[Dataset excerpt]
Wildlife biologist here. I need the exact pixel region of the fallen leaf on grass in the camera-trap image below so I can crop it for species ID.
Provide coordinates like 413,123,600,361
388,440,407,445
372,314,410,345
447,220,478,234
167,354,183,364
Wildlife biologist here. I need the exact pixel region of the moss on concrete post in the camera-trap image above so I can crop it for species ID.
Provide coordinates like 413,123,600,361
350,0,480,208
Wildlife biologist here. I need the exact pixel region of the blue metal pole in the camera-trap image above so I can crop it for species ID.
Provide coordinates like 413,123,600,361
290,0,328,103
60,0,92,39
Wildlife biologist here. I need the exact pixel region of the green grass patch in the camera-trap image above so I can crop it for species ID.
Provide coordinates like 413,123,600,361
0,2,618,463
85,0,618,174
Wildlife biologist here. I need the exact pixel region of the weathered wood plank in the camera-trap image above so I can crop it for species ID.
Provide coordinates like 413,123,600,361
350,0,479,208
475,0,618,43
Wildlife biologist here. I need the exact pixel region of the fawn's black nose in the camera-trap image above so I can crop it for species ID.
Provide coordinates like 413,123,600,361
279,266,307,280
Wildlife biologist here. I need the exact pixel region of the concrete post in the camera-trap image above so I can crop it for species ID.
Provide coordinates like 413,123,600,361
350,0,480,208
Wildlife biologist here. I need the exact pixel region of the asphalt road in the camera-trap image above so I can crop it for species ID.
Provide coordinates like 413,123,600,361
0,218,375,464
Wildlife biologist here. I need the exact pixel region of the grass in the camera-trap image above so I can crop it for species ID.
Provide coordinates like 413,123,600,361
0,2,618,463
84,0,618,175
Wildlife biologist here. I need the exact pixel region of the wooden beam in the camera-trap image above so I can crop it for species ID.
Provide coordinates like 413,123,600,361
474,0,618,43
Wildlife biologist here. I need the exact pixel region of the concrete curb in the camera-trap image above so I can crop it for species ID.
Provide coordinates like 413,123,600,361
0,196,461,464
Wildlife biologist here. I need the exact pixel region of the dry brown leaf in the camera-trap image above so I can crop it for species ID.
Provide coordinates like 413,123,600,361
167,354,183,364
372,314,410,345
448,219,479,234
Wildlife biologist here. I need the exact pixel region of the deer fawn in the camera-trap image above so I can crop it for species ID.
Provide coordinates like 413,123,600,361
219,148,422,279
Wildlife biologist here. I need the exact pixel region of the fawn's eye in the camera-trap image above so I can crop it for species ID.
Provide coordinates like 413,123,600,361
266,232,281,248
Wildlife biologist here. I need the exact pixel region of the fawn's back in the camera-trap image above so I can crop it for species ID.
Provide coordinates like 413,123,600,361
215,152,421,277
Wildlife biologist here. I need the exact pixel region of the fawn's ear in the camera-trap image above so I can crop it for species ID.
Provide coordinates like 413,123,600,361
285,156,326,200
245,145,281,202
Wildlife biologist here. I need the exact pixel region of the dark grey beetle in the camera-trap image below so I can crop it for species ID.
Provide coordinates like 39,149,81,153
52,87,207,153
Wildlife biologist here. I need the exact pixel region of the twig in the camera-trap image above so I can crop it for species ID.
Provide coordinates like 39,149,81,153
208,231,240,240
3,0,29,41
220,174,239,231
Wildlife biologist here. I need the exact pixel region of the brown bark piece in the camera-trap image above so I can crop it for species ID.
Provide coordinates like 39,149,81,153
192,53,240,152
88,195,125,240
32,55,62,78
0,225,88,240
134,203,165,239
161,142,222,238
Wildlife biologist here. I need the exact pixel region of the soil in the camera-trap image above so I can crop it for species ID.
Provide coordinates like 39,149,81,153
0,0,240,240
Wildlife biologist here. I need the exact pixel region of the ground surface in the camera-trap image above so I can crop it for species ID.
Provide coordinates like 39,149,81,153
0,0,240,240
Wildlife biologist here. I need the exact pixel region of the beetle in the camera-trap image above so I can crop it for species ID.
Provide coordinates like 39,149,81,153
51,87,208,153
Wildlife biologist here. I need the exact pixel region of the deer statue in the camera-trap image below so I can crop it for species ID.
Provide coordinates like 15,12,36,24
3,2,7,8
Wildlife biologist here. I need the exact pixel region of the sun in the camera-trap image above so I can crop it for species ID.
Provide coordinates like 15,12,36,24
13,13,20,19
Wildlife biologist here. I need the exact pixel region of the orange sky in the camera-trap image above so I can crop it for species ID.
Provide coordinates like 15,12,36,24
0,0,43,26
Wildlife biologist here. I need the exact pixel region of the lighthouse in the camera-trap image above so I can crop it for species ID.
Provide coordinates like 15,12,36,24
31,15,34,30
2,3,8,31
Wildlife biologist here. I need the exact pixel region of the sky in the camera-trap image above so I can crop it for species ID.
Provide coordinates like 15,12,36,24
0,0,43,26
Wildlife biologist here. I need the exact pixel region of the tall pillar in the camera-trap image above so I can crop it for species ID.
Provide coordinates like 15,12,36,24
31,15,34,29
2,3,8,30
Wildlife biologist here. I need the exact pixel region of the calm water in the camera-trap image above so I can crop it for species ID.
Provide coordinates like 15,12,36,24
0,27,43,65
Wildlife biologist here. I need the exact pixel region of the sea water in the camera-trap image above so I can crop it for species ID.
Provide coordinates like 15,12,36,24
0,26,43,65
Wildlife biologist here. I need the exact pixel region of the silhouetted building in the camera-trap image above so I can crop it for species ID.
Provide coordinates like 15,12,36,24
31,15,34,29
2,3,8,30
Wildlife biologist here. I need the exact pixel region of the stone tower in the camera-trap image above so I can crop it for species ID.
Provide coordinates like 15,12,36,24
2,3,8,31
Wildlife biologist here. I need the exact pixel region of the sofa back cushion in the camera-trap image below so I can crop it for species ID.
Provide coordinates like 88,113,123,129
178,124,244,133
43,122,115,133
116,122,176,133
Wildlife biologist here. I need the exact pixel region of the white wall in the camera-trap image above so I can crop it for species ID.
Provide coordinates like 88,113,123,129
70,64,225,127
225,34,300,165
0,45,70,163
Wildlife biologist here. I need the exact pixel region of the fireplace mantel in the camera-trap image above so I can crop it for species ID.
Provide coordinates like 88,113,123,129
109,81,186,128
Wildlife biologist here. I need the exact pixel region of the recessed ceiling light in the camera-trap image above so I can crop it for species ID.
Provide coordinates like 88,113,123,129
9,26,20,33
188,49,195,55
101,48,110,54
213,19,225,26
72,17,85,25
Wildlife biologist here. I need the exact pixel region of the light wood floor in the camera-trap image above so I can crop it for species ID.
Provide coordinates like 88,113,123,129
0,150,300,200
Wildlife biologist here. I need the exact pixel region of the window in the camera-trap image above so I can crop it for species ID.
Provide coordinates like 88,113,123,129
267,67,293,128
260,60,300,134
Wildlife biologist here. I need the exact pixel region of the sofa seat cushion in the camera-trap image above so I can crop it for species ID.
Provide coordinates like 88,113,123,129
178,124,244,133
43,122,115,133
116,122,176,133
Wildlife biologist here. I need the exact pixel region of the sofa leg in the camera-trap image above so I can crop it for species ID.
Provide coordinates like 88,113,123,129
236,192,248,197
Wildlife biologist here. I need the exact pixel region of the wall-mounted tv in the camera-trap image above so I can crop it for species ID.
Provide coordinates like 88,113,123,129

◆ PROBLEM TO WORK ON ◆
Convert every line of the dataset excerpt above into a numbered list, omitting any blank lines.

◆ SOLUTION FOR THIS PROBLEM ◆
1. Wildlife biologist here. I need the exact pixel region of the fallen leaf on grass in the camera-trap image below so I can crop it for species ID.
2. Provide coordinates like 413,123,600,361
3. 388,440,407,445
4. 372,314,410,345
5. 447,220,478,234
6. 167,354,183,364
7. Wildlife biologist here. I need the exact pixel region of the moss on concrete post in the camera-trap image above so I can crop it for species ID.
8. Provide coordinates like 413,123,600,361
9. 350,0,480,208
10. Wildlife biologist here. I need the exact pixel region of the blue metal pole in the camera-trap image above so I can crop it for species ID.
11. Provide coordinates like 413,123,600,361
12. 290,0,328,103
13. 60,0,92,39
14. Wildlife biologist here. I need the exact pixel region of the green grass patch in the camera-trap image above so I can crop it for species ID.
15. Provide coordinates like 413,123,600,361
16. 0,2,618,463
17. 85,0,618,174
18. Wildlife biologist here. I need the exact pixel region of the weathered wood plank in the camera-trap image above so I can crop it for species ID.
19. Provide coordinates like 413,123,600,361
20. 350,0,479,208
21. 475,0,618,43
22. Wildlife biologist here. I need the exact pixel region of the fawn's black nose in the camera-trap image above so I can crop it for species ID.
23. Provide coordinates like 413,123,600,361
24. 279,266,307,280
25. Wildlife biologist here. I need the exact pixel region of the concrete post in the camera-trap image above so I can crop it for species ID.
26. Provide coordinates like 413,123,600,361
27. 350,0,480,208
28. Wildlife biologist here. I need the exact pixel region of the asphalt road in the camera-trap image above so I can crop it for species ID.
29. Provide coordinates like 413,123,600,361
30. 0,218,375,464
31. Wildlife biologist here. I need the exact pixel region of the grass in the camera-trap image above so I can crop it for species ID.
32. Provide coordinates like 413,123,600,361
33. 0,2,618,463
34. 84,0,618,175
35. Wildlife biologist here. I need the exact pixel region of the wooden beam in the camera-trap image above so I can crop it for species ID.
36. Provide coordinates like 413,123,600,361
37. 474,0,618,43
38. Wildlife biologist here. I need the exact pixel region of the concrete curb in the camera-trap image above so I can crop it for species ID.
39. Provide coordinates like 413,123,600,361
40. 0,196,461,464
41. Wildlife biologist here. I need the exact pixel region of the dry brown leaf in the camera-trap image above so I can crop it for species ID.
42. Provide coordinates like 413,123,600,361
43. 167,354,183,364
44. 372,314,410,345
45. 448,219,479,234
46. Wildlife biologist here. I need the exact pixel region of the deer fawn in the camera-trap image above so I can crop it for species ID.
47. Provide coordinates like 413,123,600,361
48. 219,148,422,279
49. Wildlife biologist here. I need the exact pixel region of the fawn's eye in the camera-trap image above so I can crop it for species ID.
50. Provide coordinates like 413,123,600,361
51. 266,232,281,248
52. Wildlife biologist here. I need the exact pixel region of the fawn's back in the camera-trap image above so I can crop it for species ID.
53. Provide coordinates like 413,123,600,361
54. 215,152,421,277
55. Wildlife biologist here. I need the exact pixel region of the fawn's ear in the camera-trap image above so I can crop it for species ID.
56. Provide coordinates like 413,123,600,361
57. 285,156,326,200
58. 245,145,281,202
59. Wildlife biologist here. I need the exact pixel region of the dark grey beetle in the camera-trap image below so I can crop it for species ID.
60. Provide coordinates like 39,149,81,153
61. 52,87,207,153
62. Wildlife biologist here. I need the exact pixel region of the twig in the camera-trap image above so I can crop it for species ID.
63. Provide coordinates like 39,149,81,153
64. 208,231,240,240
65. 3,0,29,41
66. 220,174,239,231
67. Wildlife biologist here. I need the exact pixel region of the brown bark piece in the camera-trap image above so I can crop it for species ID.
68. Provide coordinates like 39,149,81,153
69. 192,53,240,152
70. 88,195,125,240
71. 32,55,62,78
72. 0,225,88,240
73. 134,203,165,239
74. 161,142,222,238
75. Wildlife biologist here. I need the exact pixel region of the soil in the camera-trap image above so I can crop it for species ID.
76. Provide coordinates like 39,149,81,153
77. 0,0,240,240
78. Wildlife biologist here. I need the exact pixel region of the ground surface in the camera-trap image above so I can crop it for species ID.
79. Provide coordinates like 39,149,81,153
80. 0,0,240,240
81. Wildlife biologist here. I need the exact pixel region of the beetle in the camera-trap image above so I can crop it for species ID.
82. Provide coordinates like 39,149,81,153
83. 51,87,208,153
84. Wildlife biologist here. I need the exact pixel region of the deer statue in the camera-trap image below so I can crop it for species ID.
85. Provide coordinates like 15,12,36,24
86. 3,2,7,8
87. Wildlife biologist here. I need the exact pixel region of the sun in the camera-trap image above so I can crop it for species ID.
88. Provide coordinates like 15,12,36,24
89. 13,13,20,19
90. Wildlife biologist here. I need the exact pixel region of the orange sky in the camera-trap image above so I can crop it for species ID.
91. Provide coordinates like 15,12,36,24
92. 0,0,43,26
93. Wildlife biologist here. I need the exact pixel region of the lighthouse in the camera-trap image above so I can crop it for species ID.
94. Provide coordinates like 15,12,36,24
95. 31,15,34,30
96. 2,3,8,31
97. Wildlife biologist here. I need the exact pixel region of the sky in the camera-trap image above so I can crop it for species ID.
98. Provide coordinates like 15,12,36,24
99. 0,0,43,26
100. Wildlife biologist here. I need the exact pixel region of the tall pillar in the camera-trap image above so I can crop it for species ID.
101. Provide coordinates like 15,12,36,24
102. 31,15,34,29
103. 2,3,8,30
104. Wildlife biologist here. I need the exact pixel region of the calm water in the camera-trap image above so I can crop it for species ID.
105. Provide coordinates like 15,12,36,24
106. 0,27,43,65
107. Wildlife biologist here. I need the exact pixel region of the sea water in the camera-trap image above so I can crop it for species ID.
108. Provide coordinates like 15,12,36,24
109. 0,26,43,65
110. Wildlife biologist here. I need the exact pixel region of the silhouetted building in the camera-trap image above so I can crop it for species ID.
111. Provide coordinates like 15,12,36,24
112. 31,15,34,29
113. 2,3,8,30
114. Wildlife biologist here. I need the exact pixel region of the stone tower in the camera-trap image above so I can crop it for species ID.
115. Provide coordinates like 15,12,36,24
116. 2,3,8,31
117. Wildlife biologist here. I need the exact pixel region of the sofa back cushion in the camera-trap image below so I can crop it for species ID.
118. Provide coordinates like 88,113,123,129
119. 178,124,244,133
120. 43,122,115,133
121. 116,122,176,133
122. Wildlife biologist here. I need the exact pixel region of the white wall in the camera-trap image above so I can crop it for species ID.
123. Provide coordinates like 88,113,123,129
124. 70,64,225,127
125. 225,34,300,165
126. 0,45,70,163
127. Wildlife biologist here. I need the exact pixel region of the fireplace mantel in the camera-trap image above so I can crop it for species ID.
128. Provide coordinates like 88,113,123,129
129. 109,81,186,128
130. Wildlife biologist here. I need the exact pixel region of the recessed ceiling light in the camera-trap image above so I can crop it for species ID.
131. Provide coordinates like 88,113,123,129
132. 9,26,20,33
133. 188,49,195,55
134. 101,48,110,54
135. 213,19,225,26
136. 72,17,85,25
137. Wildlife biologist here. I need the exact pixel region of the light wood floor in the camera-trap image above so I can crop it for species ID.
138. Provide coordinates like 88,113,123,129
139. 0,150,300,200
140. Wildlife biologist here. I need the exact pixel region of the window in the camera-trap image above so I can crop it for species ID.
141. Provide coordinates like 88,113,123,129
142. 267,67,293,128
143. 260,60,300,134
144. Wildlife biologist here. I need the exact pixel region of the sofa seat cushion in the camera-trap image above so I can crop it for species ID.
145. Provide coordinates like 88,113,123,129
146. 178,124,244,133
147. 43,122,115,133
148. 116,122,176,133
149. Wildlife biologist here. I need the exact pixel region of the sofa leg in the camera-trap image above so I can crop it for species ID.
150. Provide coordinates like 88,113,123,129
151. 236,192,248,197
152. Wildlife biologist here. I need the exact pixel region of the wall-mounted tv in the camera-trap image above so I can crop it for species ID.
153. Provide coordinates like 88,113,123,129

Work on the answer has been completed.